## begin

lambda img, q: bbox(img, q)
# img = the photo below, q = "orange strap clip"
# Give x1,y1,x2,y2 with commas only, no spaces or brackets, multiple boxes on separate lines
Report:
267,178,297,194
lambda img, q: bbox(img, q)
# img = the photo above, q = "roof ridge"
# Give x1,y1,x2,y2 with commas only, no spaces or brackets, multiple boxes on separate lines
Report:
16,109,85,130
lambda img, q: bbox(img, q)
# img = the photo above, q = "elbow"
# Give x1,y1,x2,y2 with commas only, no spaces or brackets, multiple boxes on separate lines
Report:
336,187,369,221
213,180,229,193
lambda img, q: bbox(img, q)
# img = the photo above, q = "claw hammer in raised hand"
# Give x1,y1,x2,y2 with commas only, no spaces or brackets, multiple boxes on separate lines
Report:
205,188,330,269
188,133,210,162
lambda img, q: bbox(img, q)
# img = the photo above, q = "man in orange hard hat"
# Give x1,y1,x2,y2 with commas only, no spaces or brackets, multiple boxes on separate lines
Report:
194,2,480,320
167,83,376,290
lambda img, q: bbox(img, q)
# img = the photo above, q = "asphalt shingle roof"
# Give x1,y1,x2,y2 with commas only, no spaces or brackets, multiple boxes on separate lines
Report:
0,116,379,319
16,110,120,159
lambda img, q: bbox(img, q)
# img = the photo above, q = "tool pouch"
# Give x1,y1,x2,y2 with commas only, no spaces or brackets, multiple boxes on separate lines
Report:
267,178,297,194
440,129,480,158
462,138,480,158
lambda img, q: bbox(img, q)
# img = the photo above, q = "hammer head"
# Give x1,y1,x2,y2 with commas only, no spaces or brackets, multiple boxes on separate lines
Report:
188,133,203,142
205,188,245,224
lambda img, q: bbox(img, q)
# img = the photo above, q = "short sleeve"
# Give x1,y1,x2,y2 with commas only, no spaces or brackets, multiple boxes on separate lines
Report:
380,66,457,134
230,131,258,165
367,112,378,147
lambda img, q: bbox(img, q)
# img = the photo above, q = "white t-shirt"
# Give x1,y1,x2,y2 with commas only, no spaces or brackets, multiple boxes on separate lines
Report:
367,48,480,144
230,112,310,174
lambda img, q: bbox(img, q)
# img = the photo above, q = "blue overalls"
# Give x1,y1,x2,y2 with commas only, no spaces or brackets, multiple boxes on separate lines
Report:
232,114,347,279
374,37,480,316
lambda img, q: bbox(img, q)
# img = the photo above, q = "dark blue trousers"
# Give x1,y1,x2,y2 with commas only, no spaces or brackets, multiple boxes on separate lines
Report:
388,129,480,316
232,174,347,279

## end

AIM:
Put every line of the entries above into a Markdown table with a Row column holding the row number and a Line column holding the line itself, skipping any blank lines.

ANSWER TO THE PROBLEM:
| Row | Line |
|---|---|
| 1 | lambda img, q: bbox(img, q) |
| 2 | # img = the photo below, q = "orange strap clip" |
| 3 | # Give x1,y1,x2,y2 with commas only, no spaces or brackets, multiple boxes on separate lines |
| 4 | Report: |
| 5 | 267,178,297,194 |
| 6 | lambda img, q: bbox(img, q) |
| 7 | # img = the photo above, q = "roof ridge" |
| 8 | # Give x1,y1,x2,y2 with commas only, no spaces or brackets, multiple boxes on separate lines |
| 9 | Report: |
| 10 | 16,109,85,130 |
| 11 | lambda img, q: bbox(img, q) |
| 12 | # img = the photo above, q = "elbow" |
| 13 | # Give x1,y1,x2,y2 with commas only, no spaces or brackets, multiple boxes on separate lines |
| 14 | Report: |
| 15 | 336,187,369,221 |
| 16 | 213,180,229,193 |
| 17 | lambda img, q: bbox(img, q) |
| 18 | # img = the photo above, q = "claw hammer in raised hand" |
| 19 | # Give x1,y1,x2,y2 with commas only, no spaces or brackets, multiple boxes on separate lines |
| 20 | Report: |
| 21 | 205,188,330,269 |
| 22 | 188,133,210,162 |
| 23 | lambda img, q: bbox(img, q) |
| 24 | # img = the photo above, q = "man in orange hard hat" |
| 25 | # Give x1,y1,x2,y2 with commas only, no spaces or brackets, multiple boxes on separate lines |
| 26 | Report: |
| 27 | 194,2,480,320 |
| 28 | 167,83,376,290 |
| 29 | lambda img, q: bbox(img, q) |
| 30 | # img = the photo above, q = "asphalt shingle roof" |
| 31 | # Give x1,y1,x2,y2 with commas only, no spaces or brackets, multiple boxes on separate lines |
| 32 | Report: |
| 33 | 0,116,379,319 |
| 34 | 16,110,120,159 |
| 35 | lambda img, q: bbox(img, q) |
| 36 | # img = the photo above, q = "tool pouch" |
| 37 | # Give x1,y1,x2,y2 with commas only, no spaces or brackets, multiple boxes on separate lines |
| 38 | Report: |
| 39 | 267,178,297,194 |
| 40 | 440,129,480,158 |
| 41 | 462,138,480,158 |
| 42 | lambda img, q: bbox(img, q) |
| 43 | # img = the photo above, q = "hammer head" |
| 44 | # Give x1,y1,x2,y2 with commas only, no spaces or brackets, multiple boxes on separate lines |
| 45 | Report: |
| 46 | 188,133,203,142 |
| 47 | 205,188,245,224 |
| 48 | lambda img, q: bbox(img, q) |
| 49 | # img = the photo above, q = "short sleeve" |
| 50 | # Give x1,y1,x2,y2 with commas only, no spaces or brackets, multiple boxes on separate lines |
| 51 | Report: |
| 52 | 380,66,457,134 |
| 53 | 230,131,258,165 |
| 54 | 367,112,378,147 |
| 55 | lambda img, q: bbox(img, q) |
| 56 | # img = the photo above, q = "white t-shirt" |
| 57 | # Give x1,y1,x2,y2 with commas only, no spaces or brackets, multiple boxes on separate lines |
| 58 | Report: |
| 59 | 367,48,480,144 |
| 60 | 230,112,310,174 |
| 61 | lambda img, q: bbox(img, q) |
| 62 | # img = the photo above, q = "blue overalls" |
| 63 | # Give x1,y1,x2,y2 with commas only, no spaces or brackets, multiple boxes on separate lines |
| 64 | Report: |
| 65 | 232,114,347,279 |
| 66 | 374,37,480,316 |
| 67 | lambda img, q: bbox(img, q) |
| 68 | # img = the photo above, q = "dark blue trousers" |
| 69 | # Give x1,y1,x2,y2 with commas only, no spaces or brackets, multiple boxes on separate lines |
| 70 | Report: |
| 71 | 388,129,480,316 |
| 72 | 232,174,347,279 |